▸ **QUOTED PASSAGE**:
begin
Mike: Basically Brian and I were in a band, more of a rocky band, in the nineties in West London and that is how we first met. We went on tour and did the rock and roll thing and then the band split up a months later (laughs).

After fifteen years apart Brian went and worked on different projects and I worked mainly developing writing and worked for different studio houses and working on some quite interesting stuff from different music genres.

But then my soul was destroyed writing music for everybody else and I had a yearning so it took me three months to track Brian down after fifteen years of not speaking and eighteen months later we are back on the road again and writing great music.

- As you say you were in a band called Chaser in the nineties so when did you decide to get back together? And how have you found working with him again?

Mike: For me personally I was properly in the pop world as I worked on a girl R&B album for Nick Talbot, who is great producer and a good friend of mine new because of it, and it destroyed my soul so I to find that and get it back out of me. I realised that age is not a defining factor in the music industry… Brian: He just missed me.

Mike: There was always an unfinished page. And we are such good writers together I mean we can write all day.

Brian: When we got back together again we just got back together and had a few beers and a laugh. We had a jam and Mike remembered more of the old songs than I did, I couldn’t even remember half of them.

But something just clicked and we just work really well together; I will bring the music and Mike will bring the vocal melody and then we will argue about the lyrics (laughs). 

- You have both had your days in Chaser and been working on other projects since that band ended so how has all that prepared you for moving on to the O.D’s?

Brian: For me I managed to explore the outer edges of music as I was working with a dance produce and a DJ doing electronic and that sort of thing and that took me away from the guitar for a while.

I don’t mind telling you but I got into a relationship with my now ex-wife, we met on a video shoot that I was doing, and when we got divorced I went back into a period of self-realisation and rediscovered myself. So there was a lot of getting back to the guitar and I could really be who I was.

At the time I was working any job I could get as I tried to live the regular/ordinary life but that didn’t really suit. For me it built up a lot of anguish and the music just came out - a lot of our music is about relationships and relationships breaking down.

Mike: I believe that everything happens for a reason and so for me everything was coming to this point anyway which will just drive it on further.

- The album is self produced so why did you decide to go down this path?

Brian: I have worked with a few bands before and I have worked for a few producers, Sasha the dance DJ and a guy called Phil Brown, you can work with a producer and your vision of what the sound is is sometimes completely different.

You have to hand over what means a lot to you and what is close to your heart to this person and invariably when it comes back it’s not always what you want to hear.
end
▸ **EXERCISES**:
A: Answer these questions about the interview, one per line:
(i) How long did it take Mike to track Brian down?
(ii) For whom did Mike work on a girl R&B album?
(iii) Where did Brian meet his now ex-wife?
B: Pick up the interview from the point where it stops and continue it.

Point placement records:
begin
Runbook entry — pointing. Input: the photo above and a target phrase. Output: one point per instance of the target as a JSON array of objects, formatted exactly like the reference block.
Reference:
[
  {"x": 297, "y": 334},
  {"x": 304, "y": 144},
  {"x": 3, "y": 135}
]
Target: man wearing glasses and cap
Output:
end
begin
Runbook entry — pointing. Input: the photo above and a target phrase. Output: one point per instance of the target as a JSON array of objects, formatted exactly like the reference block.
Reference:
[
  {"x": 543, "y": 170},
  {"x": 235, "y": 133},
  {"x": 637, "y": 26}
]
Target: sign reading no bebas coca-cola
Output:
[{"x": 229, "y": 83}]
end
▸ **ANSWER LIST**:
A:
(i) Three months.
(ii) Nick Talbot.
(iii) On a video shoot Brian was doing.

B:
We wanted to go with a lot of older style recording techniques where we used single recording techniques and we don’t know any producers that we wanted to work with that shared out vision so we created it ourselves.

We did have some help from one of the band members Brian Beaver as he is an absolute wizard at mastering so he helped a lot with shaping the sound after it was recorded.

- As you say you couldn’t find a producer who shared your vision so did you find having the creative freedom to go off and make the kind of music that you wanted?

Brian: We probably worked a lot slower and spent more money on the recording studios but we have quite an open relationship and if Mike doesn’t like it he will tell me.

Mike: Then he will try and persuade me for the next five days.

Brian: I will write a song for three or four weeks and then every time we get into the studio for a writing session I will just continuously play Mike the one song.

Mike: We have the freedom to do whatever he want so we are not restricted in what instruments we want to use of how we want to record it.

- There is quite a vintage sound to the album so how have you found the reaction to the new material from fans?

Brian: It has been really positive.

Mike: Yeah really positive.

Brian: for example when we were going out looking for a PR company we were talking to various contacts that we had but we had never worked with the guys at Quite Great. But their reaction was fantastic.

People like the fact that we are trying to keep the West London Blues sound alive and so it has been fantastic, even from friends we know we are getting comments like ‘love it’ ‘best album yet’. I think a lot of people expect it to be your typical and standard Blues album.

Mike: a lot of people are saying that the album is like a journey because there are different emotions and different music sounds.

- You penned the album along with Mike so what are you major influences from a song-writing perspective?

Brian: Women (Laughs)

Mike: Women and relationships

Brian: Girlfriends and ex-wives. I am in the best relationship I could be in at the moment; in fact I am expecting my first child in October.

- Congratulations

Brian: Thank you. I am absolutely over the moon. Going from relationship where my wife and I become strangers, we were just housemates and it became a very strained relationship.

It’s going from that to finding you perfect partner and the person that you want to spend the rest of your life with. So really it’s personal relationships and women who drive most of what we do to be honest (laughs). 

- So how did the pair of you get into music and the industry in the first place?

Mike: From a young age I taught myself guitar but I use to love different types of stuff such as Elvis and then I bought a Beatles book and worked on a load of different formulas and lots of different styles of music. For me it was quite easy because I can write in the pop world, I would write four songs s night, so I have got a range of song-writing techniques that I use from brain storming to word scramble.

Brian: Why the music business? It was really the only thing that I was good at to be honest as when I was at school I wasn’t the academic type - if you read my school report it would say ‘if Brian spent less time staring out of the window he would probably do really well’.

For me it is the freedom to be yourself and really be really honest behind the music and the lyrics. Music is one of the most free forms of expression that you can have as you can communicate to so many people and it has given us so many extraordinary experiences as well.

I have known a lot of people who have come into the music industry and then moved out again because for them it didn’t hold that spell binding factor for them.

I on the other hand can go into studio with my guitar at 8pm and before you know it’s one o’clock in the morning - you lose yourself and the rest of the world just disappears and you can create your own world.

Also when you get up on stage that’s just super addictive - when people applaud it’s amazing but when people don’t applaud it’s soul destroying.

- You have both been in the industry for quite some time from your days in Chaser to now so how have you see it change in that time and has it changed for the better?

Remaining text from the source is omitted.